### Description of the task
Retype each of the following entries line for line, with no changes.
======== Extracted data
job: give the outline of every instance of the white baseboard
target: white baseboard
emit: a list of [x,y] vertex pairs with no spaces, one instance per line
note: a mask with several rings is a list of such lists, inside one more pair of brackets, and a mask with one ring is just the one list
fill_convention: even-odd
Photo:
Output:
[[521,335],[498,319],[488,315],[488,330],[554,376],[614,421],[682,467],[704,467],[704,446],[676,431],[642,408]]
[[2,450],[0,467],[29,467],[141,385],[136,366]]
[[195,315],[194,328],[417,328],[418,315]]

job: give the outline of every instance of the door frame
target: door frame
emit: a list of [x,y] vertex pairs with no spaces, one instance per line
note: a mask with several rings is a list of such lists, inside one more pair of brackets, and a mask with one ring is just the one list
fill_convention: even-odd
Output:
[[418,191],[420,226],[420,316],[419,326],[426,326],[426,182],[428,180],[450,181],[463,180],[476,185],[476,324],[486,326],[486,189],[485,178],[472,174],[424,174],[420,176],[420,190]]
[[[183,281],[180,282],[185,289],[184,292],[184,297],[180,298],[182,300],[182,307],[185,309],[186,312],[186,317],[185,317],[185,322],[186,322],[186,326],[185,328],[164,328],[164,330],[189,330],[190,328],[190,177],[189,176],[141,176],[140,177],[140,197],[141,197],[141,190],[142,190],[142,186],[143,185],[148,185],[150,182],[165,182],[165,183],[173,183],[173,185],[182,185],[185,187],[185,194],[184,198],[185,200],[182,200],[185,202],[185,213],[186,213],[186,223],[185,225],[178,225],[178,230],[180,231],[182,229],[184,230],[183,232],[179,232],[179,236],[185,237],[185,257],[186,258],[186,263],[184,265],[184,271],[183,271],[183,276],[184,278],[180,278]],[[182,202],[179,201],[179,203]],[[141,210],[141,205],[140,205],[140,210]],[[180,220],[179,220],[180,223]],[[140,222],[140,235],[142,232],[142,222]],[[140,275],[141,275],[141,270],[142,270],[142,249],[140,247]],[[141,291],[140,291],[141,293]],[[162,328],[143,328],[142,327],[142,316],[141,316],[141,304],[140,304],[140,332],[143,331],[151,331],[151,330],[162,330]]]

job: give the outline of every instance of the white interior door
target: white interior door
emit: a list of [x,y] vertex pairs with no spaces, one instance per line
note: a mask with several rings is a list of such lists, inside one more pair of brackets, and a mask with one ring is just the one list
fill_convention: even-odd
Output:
================
### Task answer
job: give the outline of every instance of the white baseboard
target: white baseboard
emit: a list of [x,y] vertex pairs with no spaces, one instance per line
note: a mask with several rings is a list of such lists, inside one more pair of brackets, and a mask with one ring is just the one list
fill_convention: even-odd
Photo:
Output:
[[521,335],[498,319],[488,315],[488,330],[554,376],[614,421],[682,467],[704,467],[704,446],[676,431],[642,408]]
[[2,450],[0,467],[29,467],[141,385],[136,366]]
[[195,315],[194,328],[417,328],[418,315]]

job: give the outline of every instance of the door frame
target: door frame
emit: a list of [x,y] vertex pairs with no spaces, one instance per line
note: a mask with several rings is a list of such lists, inside one more pair of brackets, and a mask with one ring is just the one list
fill_convention: even-odd
Output:
[[418,191],[420,226],[420,316],[419,326],[426,326],[426,182],[428,180],[450,181],[463,180],[476,185],[476,324],[486,326],[486,189],[485,178],[472,174],[424,174],[420,176],[420,190]]
[[[183,281],[180,282],[185,289],[184,292],[184,297],[180,298],[182,300],[182,307],[185,309],[186,312],[186,317],[185,317],[185,322],[186,322],[186,326],[185,328],[164,328],[164,330],[189,330],[190,328],[190,177],[189,176],[141,176],[140,177],[140,197],[141,197],[141,190],[142,190],[142,186],[143,185],[148,185],[150,182],[165,182],[165,183],[173,183],[173,185],[182,185],[185,187],[185,194],[184,198],[185,200],[182,200],[185,202],[185,213],[186,213],[186,223],[185,225],[178,225],[178,230],[180,231],[182,229],[184,230],[183,232],[179,232],[179,236],[185,237],[185,257],[186,258],[186,263],[184,265],[184,271],[183,271],[183,276],[184,278],[180,278]],[[182,202],[179,201],[179,203]],[[141,210],[141,205],[140,205],[140,210]],[[180,220],[179,220],[180,223]],[[140,222],[140,235],[142,232],[142,222]],[[140,275],[141,275],[141,270],[142,270],[142,249],[140,247]],[[141,291],[140,291],[141,293]],[[162,328],[143,328],[142,327],[142,316],[141,316],[141,304],[140,304],[140,332],[143,331],[151,331],[151,330],[162,330]]]

job: give the outline of every instance of the white interior door
target: white interior door
emit: a list of [x,y] vertex pairs with no spaces, one instance per line
note: a mask with several rings is a list of such lists, inside one more pair of brackets, and a mask with one ring is just the one list
fill_convention: even-odd
Output:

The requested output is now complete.